WHAT THIS TASK INVOLVES → Retype the data below line for line, changing nothing.

────────

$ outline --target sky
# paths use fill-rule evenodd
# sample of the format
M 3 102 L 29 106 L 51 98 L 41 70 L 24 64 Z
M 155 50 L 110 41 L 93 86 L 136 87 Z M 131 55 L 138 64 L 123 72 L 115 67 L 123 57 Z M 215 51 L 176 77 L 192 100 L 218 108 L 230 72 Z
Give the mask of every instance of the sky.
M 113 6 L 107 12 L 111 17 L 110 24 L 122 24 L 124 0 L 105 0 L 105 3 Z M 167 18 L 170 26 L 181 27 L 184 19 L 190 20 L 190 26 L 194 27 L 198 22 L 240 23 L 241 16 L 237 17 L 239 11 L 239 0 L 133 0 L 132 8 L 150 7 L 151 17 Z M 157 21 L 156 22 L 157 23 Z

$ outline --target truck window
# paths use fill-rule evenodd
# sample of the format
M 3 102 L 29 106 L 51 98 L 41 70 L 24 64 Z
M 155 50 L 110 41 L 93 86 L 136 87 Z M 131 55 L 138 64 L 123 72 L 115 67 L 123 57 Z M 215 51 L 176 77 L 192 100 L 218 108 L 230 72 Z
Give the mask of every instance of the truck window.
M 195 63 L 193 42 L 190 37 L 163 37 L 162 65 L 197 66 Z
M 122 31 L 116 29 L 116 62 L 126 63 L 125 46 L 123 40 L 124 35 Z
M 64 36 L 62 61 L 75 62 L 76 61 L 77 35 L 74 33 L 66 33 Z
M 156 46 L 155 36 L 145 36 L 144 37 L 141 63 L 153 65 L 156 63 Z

────────

EXPECTED ANSWER →
$ outline --target sky
# paths use fill-rule evenodd
# sample of the format
M 3 102 L 29 106 L 51 98 L 41 70 L 24 64 Z
M 155 50 L 110 41 L 93 86 L 136 87 Z M 131 55 L 138 64 L 123 72 L 115 67 L 123 57 Z M 215 51 L 176 77 L 192 100 L 218 108 L 230 72 Z
Give the mask of every instance of the sky.
M 113 6 L 107 12 L 111 17 L 110 24 L 122 24 L 124 0 L 105 0 L 105 3 Z M 167 18 L 170 26 L 181 27 L 184 19 L 190 20 L 190 26 L 194 27 L 198 22 L 240 23 L 241 16 L 237 17 L 239 11 L 239 0 L 133 0 L 132 8 L 150 7 L 151 17 Z M 157 21 L 156 22 L 157 23 Z

$ outline --target truck window
# paths use fill-rule evenodd
# sample of the format
M 3 102 L 29 106 L 51 98 L 41 70 L 24 64 Z
M 155 50 L 110 41 L 93 86 L 136 87 Z M 131 55 L 138 64 L 123 72 L 115 67 L 123 57 Z M 215 51 L 176 77 L 192 100 L 218 108 L 230 72 Z
Give the mask of every instance of the truck window.
M 195 63 L 193 42 L 190 37 L 163 37 L 162 65 L 197 66 Z
M 122 31 L 116 29 L 116 62 L 126 63 L 125 46 L 123 40 L 124 35 Z
M 64 36 L 62 61 L 75 62 L 76 61 L 77 35 L 74 33 L 66 33 Z
M 156 46 L 155 36 L 145 36 L 144 37 L 141 63 L 153 65 L 156 63 Z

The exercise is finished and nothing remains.